= Exercise data =
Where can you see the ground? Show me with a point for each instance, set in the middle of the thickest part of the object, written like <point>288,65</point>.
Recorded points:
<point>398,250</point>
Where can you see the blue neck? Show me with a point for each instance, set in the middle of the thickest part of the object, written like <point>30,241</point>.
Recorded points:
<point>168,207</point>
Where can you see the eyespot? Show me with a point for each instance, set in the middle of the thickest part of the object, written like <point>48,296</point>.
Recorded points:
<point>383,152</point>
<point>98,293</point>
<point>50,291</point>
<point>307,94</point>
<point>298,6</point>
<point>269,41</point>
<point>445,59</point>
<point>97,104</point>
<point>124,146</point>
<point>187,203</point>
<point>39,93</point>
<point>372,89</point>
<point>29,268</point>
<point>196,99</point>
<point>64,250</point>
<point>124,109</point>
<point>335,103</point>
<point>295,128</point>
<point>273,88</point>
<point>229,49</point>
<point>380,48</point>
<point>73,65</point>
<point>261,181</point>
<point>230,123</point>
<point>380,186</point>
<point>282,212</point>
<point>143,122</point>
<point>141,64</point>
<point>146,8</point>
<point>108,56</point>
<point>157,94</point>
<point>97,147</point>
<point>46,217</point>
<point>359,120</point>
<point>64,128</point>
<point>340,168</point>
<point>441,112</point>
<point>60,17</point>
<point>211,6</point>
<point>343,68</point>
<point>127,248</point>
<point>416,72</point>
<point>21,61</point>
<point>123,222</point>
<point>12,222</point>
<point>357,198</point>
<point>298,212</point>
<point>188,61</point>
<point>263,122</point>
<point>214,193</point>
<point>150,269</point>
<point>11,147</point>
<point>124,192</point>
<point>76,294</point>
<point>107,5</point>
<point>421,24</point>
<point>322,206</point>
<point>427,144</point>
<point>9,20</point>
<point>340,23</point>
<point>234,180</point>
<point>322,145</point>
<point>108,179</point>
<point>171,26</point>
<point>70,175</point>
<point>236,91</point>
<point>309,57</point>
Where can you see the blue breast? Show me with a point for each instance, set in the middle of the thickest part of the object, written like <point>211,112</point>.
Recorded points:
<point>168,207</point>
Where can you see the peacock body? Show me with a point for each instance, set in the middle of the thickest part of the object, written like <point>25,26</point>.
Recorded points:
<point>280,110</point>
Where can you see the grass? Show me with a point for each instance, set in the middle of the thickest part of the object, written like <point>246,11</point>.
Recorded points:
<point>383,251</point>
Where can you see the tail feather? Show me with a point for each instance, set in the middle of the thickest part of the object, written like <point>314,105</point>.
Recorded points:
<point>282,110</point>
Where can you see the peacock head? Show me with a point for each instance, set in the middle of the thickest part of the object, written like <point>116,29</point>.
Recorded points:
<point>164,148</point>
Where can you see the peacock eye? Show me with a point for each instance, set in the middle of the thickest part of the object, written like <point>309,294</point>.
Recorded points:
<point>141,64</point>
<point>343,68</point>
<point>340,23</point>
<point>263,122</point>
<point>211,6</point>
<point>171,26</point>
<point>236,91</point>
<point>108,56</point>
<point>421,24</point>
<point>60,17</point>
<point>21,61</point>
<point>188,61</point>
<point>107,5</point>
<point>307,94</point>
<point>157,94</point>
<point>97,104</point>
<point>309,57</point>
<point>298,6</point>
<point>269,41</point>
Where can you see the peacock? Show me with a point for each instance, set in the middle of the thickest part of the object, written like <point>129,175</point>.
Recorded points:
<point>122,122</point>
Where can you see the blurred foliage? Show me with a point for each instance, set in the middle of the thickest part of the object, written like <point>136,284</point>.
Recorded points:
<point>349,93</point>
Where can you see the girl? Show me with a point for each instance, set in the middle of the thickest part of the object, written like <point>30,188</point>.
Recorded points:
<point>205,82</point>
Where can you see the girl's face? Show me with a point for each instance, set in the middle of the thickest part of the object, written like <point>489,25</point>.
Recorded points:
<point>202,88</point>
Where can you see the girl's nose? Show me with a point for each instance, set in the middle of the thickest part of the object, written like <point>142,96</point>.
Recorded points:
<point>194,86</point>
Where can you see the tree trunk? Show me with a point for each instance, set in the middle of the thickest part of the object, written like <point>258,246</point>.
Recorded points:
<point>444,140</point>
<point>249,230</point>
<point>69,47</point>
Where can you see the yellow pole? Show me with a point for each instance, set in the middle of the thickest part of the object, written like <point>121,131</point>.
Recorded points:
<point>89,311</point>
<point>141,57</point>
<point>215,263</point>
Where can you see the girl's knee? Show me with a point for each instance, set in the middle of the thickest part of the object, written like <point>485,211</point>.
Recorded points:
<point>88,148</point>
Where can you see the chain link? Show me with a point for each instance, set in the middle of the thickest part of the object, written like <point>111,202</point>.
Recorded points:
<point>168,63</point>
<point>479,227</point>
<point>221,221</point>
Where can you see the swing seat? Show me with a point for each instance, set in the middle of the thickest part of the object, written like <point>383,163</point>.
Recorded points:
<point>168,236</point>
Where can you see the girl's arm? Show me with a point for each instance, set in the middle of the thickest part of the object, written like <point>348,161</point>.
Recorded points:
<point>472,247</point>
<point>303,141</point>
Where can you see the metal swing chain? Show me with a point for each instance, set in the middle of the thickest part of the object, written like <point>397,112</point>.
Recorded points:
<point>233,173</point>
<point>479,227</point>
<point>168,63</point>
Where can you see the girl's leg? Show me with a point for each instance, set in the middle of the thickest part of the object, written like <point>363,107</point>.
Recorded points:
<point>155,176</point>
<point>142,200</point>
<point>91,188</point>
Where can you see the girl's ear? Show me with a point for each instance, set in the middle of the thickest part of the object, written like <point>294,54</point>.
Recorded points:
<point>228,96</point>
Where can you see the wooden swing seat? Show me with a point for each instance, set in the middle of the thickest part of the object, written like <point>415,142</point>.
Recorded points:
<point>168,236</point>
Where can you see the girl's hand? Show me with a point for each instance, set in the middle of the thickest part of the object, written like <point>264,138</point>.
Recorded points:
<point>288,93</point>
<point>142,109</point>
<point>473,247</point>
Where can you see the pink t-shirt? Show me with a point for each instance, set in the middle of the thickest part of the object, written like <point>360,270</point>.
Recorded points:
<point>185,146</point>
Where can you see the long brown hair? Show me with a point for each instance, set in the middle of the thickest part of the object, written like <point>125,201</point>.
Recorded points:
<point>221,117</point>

= Instructions to follow =
Say how many of the lines above include the word "seat", giving the figure alone.

= Response to this exercise =
2